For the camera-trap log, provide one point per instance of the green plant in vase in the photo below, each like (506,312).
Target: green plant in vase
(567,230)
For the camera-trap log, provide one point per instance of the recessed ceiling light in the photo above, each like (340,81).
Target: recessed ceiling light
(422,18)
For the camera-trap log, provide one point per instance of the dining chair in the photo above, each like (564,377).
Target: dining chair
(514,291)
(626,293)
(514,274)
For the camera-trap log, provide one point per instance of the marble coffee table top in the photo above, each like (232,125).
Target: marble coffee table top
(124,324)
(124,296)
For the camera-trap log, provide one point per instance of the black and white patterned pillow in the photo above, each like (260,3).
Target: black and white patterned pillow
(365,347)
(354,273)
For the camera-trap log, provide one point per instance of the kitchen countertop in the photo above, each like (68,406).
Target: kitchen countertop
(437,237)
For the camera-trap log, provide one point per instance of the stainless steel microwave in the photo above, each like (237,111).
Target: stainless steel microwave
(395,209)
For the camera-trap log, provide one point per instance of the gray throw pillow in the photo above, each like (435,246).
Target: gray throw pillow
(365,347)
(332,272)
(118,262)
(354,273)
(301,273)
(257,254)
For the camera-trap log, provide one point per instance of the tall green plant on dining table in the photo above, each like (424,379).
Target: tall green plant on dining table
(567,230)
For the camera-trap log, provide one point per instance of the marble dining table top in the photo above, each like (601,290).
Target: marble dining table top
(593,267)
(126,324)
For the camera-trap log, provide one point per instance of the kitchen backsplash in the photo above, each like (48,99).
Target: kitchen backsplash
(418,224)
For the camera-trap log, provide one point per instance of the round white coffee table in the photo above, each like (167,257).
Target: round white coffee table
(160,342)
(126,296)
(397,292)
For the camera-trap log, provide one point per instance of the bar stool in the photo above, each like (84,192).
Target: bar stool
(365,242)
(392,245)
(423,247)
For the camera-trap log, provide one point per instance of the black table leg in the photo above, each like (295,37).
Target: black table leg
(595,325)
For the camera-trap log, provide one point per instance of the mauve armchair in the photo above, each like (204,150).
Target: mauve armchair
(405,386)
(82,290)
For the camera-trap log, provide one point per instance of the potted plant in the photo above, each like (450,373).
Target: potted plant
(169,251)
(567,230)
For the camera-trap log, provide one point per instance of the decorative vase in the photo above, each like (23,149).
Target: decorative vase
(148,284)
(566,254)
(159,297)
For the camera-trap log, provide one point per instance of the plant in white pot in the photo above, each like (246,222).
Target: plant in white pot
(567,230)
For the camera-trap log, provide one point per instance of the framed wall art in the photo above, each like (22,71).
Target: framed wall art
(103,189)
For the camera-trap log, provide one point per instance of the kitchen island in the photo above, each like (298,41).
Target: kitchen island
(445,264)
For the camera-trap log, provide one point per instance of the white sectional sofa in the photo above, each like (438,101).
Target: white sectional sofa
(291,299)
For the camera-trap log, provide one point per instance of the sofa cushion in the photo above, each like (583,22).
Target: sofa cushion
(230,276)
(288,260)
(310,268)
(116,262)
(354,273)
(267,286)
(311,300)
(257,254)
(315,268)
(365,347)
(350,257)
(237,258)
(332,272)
━━━━━━━━━━━━━━━━━━━━
WRITTEN EXERCISE:
From the line holding "each like (84,192)." down to the final line above, quote every line exactly and only those lines.

FULL OUTPUT:
For the camera-trap log, provide one point per instance of the bar stool in the photo above, each like (84,192).
Target: bar stool
(365,242)
(392,245)
(423,247)
For the camera-trap log, provide one point per instance of the black table leg in the photo above, each like (295,37).
Target: black table leg
(595,325)
For the camera-trap log, provide one point per instance of the mauve armchair in the photo above, each like (204,150).
Target: mauve armchair
(405,386)
(82,290)
For the camera-trap log, provide one point per instance of the potted plant in the photo above, each like (450,373).
Target: potted plant
(169,251)
(567,230)
For the camera-trap log, provide one point per instance of the decorative vase in the photo above, each like (23,149).
Target: decorative vase
(148,284)
(566,254)
(159,297)
For the camera-trap log, provide one point per instance of the plant in white pot in the photo above, each like (246,222).
Target: plant in white pot
(567,230)
For the camera-trap log, provide one point per instance of the framed wall art in the photo above, each like (22,71).
Target: framed wall art
(103,189)
For the camera-trap log, provide one point per instance of the kitchen island in the photo above, each like (298,41).
Target: kitchen island
(445,264)
For the camera-trap log, provide one point per instance of the white sectional sofa in the photo above, each like (438,101).
Target: white sectional sofa
(291,299)
For the camera-trap log, provide one point per instance of the sofa cushion in the photo above, each like (583,22).
Target: sofa cushion
(230,276)
(288,260)
(310,268)
(116,262)
(354,273)
(267,286)
(311,300)
(257,254)
(315,268)
(365,347)
(350,257)
(237,258)
(332,272)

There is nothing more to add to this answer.